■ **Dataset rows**
________________
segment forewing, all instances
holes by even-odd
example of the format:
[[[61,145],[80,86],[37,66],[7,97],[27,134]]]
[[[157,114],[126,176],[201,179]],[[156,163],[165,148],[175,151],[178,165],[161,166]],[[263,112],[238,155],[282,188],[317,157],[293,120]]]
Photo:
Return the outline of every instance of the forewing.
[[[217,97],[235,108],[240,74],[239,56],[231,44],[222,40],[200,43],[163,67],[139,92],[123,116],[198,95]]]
________________
■ **Exercise directions**
Reproduce every line of the items above, requests included, but scale each coordinate in the answers by 2.45 and round to whole numbers, with halves going up. Leave the numbers in the requests and their format samples unchanged.

■ **Correct answer**
segment forewing, all instances
holes by even-odd
example of the format:
[[[61,145],[80,86],[37,66],[7,97],[27,134]]]
[[[157,114],[126,176],[201,179]],[[156,163],[165,148],[175,151],[178,165],[161,166]],[[263,112],[238,155],[282,188],[317,157],[293,120]]]
Photo:
Return the outline of every instance of the forewing.
[[[532,238],[576,265],[588,181],[586,137],[566,108],[544,98],[490,105],[399,164],[341,225],[301,284],[485,233]]]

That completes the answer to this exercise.